╭─ Records supplied
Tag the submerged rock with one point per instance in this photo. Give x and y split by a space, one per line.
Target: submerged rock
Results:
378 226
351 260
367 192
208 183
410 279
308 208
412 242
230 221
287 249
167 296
╰─
What you will do
Could you set down every line of the records above, unchanged down to the last character?

Worked answer
Tag the submerged rock with one point per instance in this photo. Give x and y split by a space, one per line.
Target: submerged rock
Results:
378 226
351 260
367 192
208 183
410 279
308 208
412 242
230 221
287 249
167 296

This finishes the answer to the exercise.